■ CHALLENGE: Rename "pin" to "marker" throughout the entries below, keeping every other line as it stands. Omit the pictures from your answer.

[Named-object pointing entries]
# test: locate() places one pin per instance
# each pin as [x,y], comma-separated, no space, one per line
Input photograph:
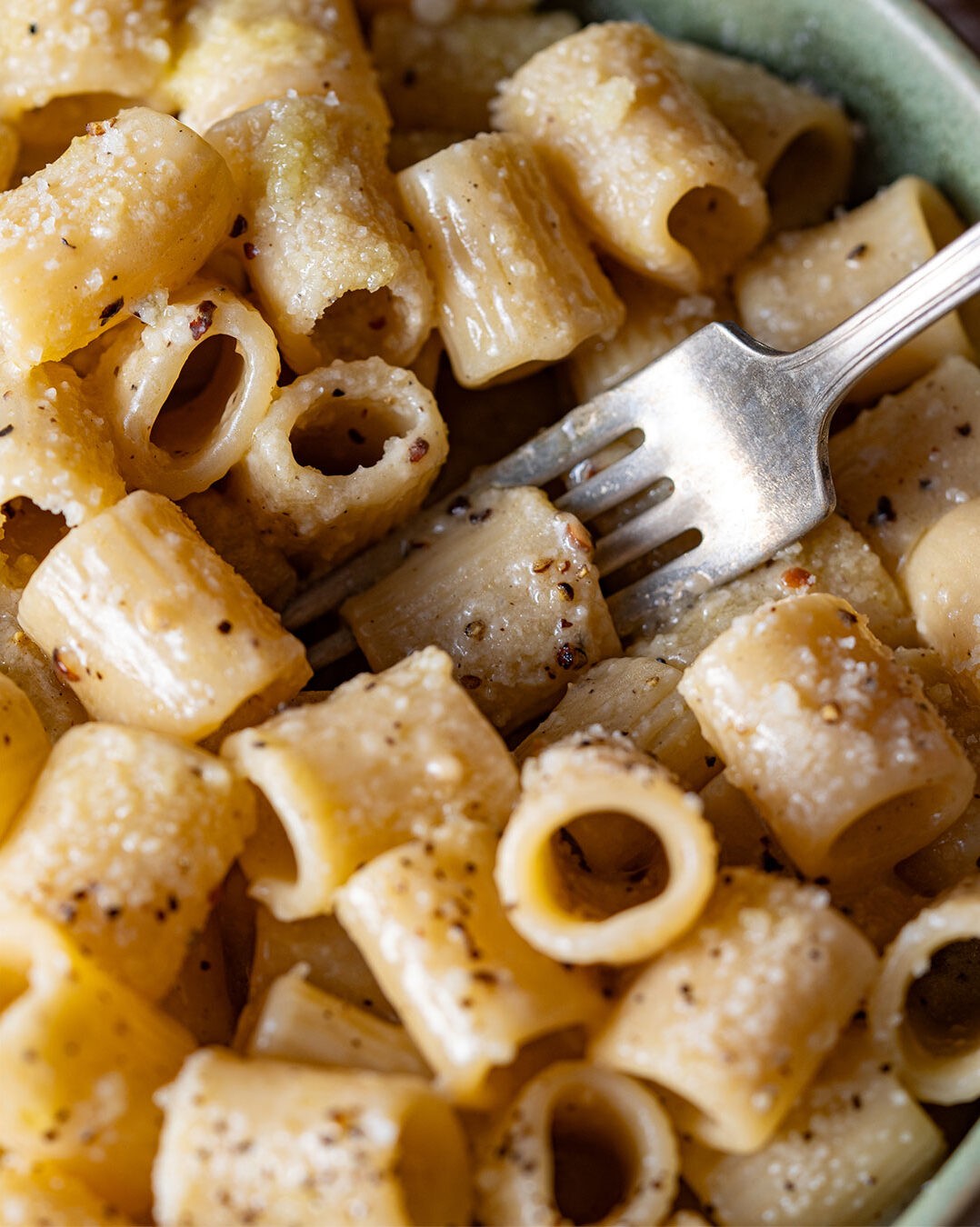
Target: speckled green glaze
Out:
[915,90]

■ RESPONSE FOR THIS EXERCISE:
# test: locate() places one marker per instance
# each marker as [x,y], comma-separated, no space, one per line
Input photograph:
Target: speckled green glaze
Out:
[915,90]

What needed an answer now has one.